Your task is to write out exactly the lines from the line containing "Where can you spot the man in gray" through the end of the records, inclusive at both ends.

**RECORD EXCERPTS**
────────────────
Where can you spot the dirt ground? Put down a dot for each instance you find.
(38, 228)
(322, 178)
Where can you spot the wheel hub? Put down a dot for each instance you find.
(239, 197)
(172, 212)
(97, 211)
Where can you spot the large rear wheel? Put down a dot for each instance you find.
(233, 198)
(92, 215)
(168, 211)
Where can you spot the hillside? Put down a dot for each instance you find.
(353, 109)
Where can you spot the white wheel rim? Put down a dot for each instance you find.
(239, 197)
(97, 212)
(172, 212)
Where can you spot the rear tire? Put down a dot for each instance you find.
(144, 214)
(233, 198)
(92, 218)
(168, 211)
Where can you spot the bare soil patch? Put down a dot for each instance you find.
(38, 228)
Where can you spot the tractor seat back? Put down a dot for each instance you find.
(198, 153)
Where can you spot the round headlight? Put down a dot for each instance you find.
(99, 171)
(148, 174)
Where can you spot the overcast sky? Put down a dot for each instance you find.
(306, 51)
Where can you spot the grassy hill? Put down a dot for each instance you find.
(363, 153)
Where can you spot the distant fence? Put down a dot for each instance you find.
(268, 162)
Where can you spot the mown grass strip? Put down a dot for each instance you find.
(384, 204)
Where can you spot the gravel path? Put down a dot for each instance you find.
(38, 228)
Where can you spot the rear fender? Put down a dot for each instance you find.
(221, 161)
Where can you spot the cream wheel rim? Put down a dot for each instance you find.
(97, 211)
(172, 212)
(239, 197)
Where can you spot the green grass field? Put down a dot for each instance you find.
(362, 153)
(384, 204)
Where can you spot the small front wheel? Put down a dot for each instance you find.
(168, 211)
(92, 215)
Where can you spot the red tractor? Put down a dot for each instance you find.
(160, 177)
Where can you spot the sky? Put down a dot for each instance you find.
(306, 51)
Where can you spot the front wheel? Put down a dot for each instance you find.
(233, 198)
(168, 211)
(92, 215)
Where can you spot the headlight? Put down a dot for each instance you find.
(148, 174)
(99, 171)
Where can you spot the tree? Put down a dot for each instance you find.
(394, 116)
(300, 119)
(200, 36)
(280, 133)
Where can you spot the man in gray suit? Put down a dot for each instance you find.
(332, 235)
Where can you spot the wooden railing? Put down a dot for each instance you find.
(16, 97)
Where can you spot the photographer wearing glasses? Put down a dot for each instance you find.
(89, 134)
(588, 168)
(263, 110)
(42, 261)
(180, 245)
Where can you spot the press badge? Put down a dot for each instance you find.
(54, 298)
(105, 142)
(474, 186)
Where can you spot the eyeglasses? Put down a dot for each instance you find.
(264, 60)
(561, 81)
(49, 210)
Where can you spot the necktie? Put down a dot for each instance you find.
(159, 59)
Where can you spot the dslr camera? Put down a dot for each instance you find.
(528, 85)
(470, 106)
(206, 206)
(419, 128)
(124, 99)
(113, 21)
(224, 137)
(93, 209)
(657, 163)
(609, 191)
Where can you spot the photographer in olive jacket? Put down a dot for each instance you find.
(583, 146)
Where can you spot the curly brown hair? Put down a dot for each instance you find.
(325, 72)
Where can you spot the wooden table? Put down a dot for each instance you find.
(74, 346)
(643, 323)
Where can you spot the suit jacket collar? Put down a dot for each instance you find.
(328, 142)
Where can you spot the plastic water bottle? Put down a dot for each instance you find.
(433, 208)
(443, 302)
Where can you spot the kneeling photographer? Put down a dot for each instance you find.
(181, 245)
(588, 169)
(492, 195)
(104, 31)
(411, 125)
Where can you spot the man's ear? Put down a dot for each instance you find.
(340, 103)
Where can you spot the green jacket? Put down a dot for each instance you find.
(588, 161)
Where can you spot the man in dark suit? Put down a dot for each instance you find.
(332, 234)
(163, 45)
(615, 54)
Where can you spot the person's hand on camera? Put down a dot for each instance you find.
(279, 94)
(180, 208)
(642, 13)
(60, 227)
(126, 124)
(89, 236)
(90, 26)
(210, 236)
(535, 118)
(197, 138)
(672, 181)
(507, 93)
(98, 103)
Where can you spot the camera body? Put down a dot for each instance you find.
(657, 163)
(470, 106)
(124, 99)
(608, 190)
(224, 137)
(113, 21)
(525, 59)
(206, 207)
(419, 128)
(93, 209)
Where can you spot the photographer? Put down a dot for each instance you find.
────────────────
**EXERCISE OUTPUT**
Where can you spot the man in gray suit? Put down a dot for each instance you find.
(332, 235)
Where can you spot the wooden railing? Put down a dot for each instance you find.
(16, 97)
Where can you spot the photographer wearing glasses? Put down a dot for each instance you find.
(89, 134)
(588, 168)
(263, 110)
(42, 261)
(180, 245)
Where can you spot the press badge? Put down a dot for each instance you find.
(54, 298)
(105, 142)
(474, 186)
Where can you spot the eyeglasses? Put down a dot for each instance you find.
(264, 60)
(561, 81)
(49, 210)
Where can you spot the necktie? Put down a dot for each instance you find.
(159, 59)
Where can you spot the dslr camera? Put down a dot for each instance you find.
(528, 85)
(470, 106)
(206, 206)
(419, 128)
(124, 99)
(113, 21)
(224, 137)
(93, 209)
(657, 163)
(609, 191)
Where can you spot the photographer in olive jacket? Put down a dot for each instance you find.
(583, 146)
Where can you spot the curly brown hair? Put down a dot for each instance you find.
(325, 72)
Where can you spot the wooden table? Put down a dot for each instance you find.
(74, 346)
(643, 323)
Where can you spot the suit jacket collar? Put down a dot for each instance you find.
(328, 142)
Where can you spot the plastic water bottle? Put down a dot for each instance you find.
(433, 208)
(443, 302)
Where can you spot the kneeling photographer? Put down a dot for each instance you find.
(181, 245)
(588, 169)
(492, 195)
(104, 31)
(411, 125)
Where can you spot the man's ear? Put down a dot for each instance you find.
(340, 103)
Where can you spot the green jacket? Put down a dot for each instance you find.
(588, 161)
Where can you spot the man in dark suit? Put down a dot for each instance you find.
(332, 234)
(163, 45)
(615, 54)
Where can you spot the person's hand on camera? Put down a dot for each instance you find.
(279, 94)
(180, 208)
(642, 13)
(60, 227)
(126, 124)
(89, 236)
(90, 26)
(210, 236)
(535, 118)
(197, 138)
(672, 181)
(507, 93)
(98, 103)
Where can you spot the camera body? Put down a dot for each instance you find.
(657, 163)
(470, 106)
(124, 99)
(608, 190)
(224, 137)
(113, 21)
(525, 59)
(206, 207)
(419, 128)
(93, 209)
Where can you spot the photographer? Put down a dot for each instance you find.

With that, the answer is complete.